→ **Exercise instructions**: Set every record down verbatim and omit the pictures.

+++ Dataset records +++

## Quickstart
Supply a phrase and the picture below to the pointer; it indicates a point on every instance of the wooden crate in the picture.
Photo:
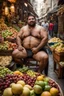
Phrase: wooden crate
(58, 56)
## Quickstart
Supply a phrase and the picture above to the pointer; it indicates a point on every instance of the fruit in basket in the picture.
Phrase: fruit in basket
(37, 89)
(41, 77)
(17, 72)
(47, 88)
(46, 93)
(17, 88)
(46, 79)
(21, 82)
(32, 93)
(7, 92)
(40, 83)
(45, 82)
(28, 86)
(26, 92)
(54, 91)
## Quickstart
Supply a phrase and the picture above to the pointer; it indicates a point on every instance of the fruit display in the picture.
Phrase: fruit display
(25, 85)
(55, 39)
(5, 60)
(23, 69)
(3, 26)
(58, 47)
(9, 33)
(8, 46)
(4, 71)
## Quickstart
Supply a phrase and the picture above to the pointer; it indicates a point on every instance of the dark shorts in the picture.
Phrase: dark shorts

+++

→ **Full response**:
## Quickstart
Supply a phrase and the picture below to the pointer; it indicates a point on every instance of the wooden crate in the picture.
Photo:
Phrase: wooden crate
(58, 56)
## Quickstart
Supply a phrase and the picture above to the pointer; it indicates a point on every instance of the fruit in basket in the picture.
Phrase: fruit in basket
(37, 89)
(41, 77)
(17, 72)
(47, 88)
(46, 93)
(17, 88)
(46, 79)
(21, 82)
(32, 93)
(7, 92)
(40, 83)
(45, 82)
(28, 86)
(26, 92)
(54, 91)
## Quickstart
Supply a phrase and the picture above to the pointer; it indicates a point on every instance of the fruit display in the picture.
Phrase: fruit display
(25, 85)
(55, 39)
(5, 60)
(23, 69)
(3, 26)
(58, 47)
(9, 33)
(8, 46)
(4, 71)
## Quickstart
Supply a phrase and the picture above to the pointer; it indicates a point on every instance of the dark shorts in the picture.
Phrase: dark shorts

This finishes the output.